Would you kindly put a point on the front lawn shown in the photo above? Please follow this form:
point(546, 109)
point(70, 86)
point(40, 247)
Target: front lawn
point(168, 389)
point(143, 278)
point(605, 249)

● Goal of the exercise:
Can you turn the rows above into a numbered list, leaving out any blank lines?

● Result for this task:
1. Would you kindly put a point on the front lawn shown in the photo above? Please follow this form:
2. point(546, 109)
3. point(70, 86)
4. point(40, 247)
5. Target: front lawn
6. point(168, 389)
7. point(143, 278)
8. point(605, 249)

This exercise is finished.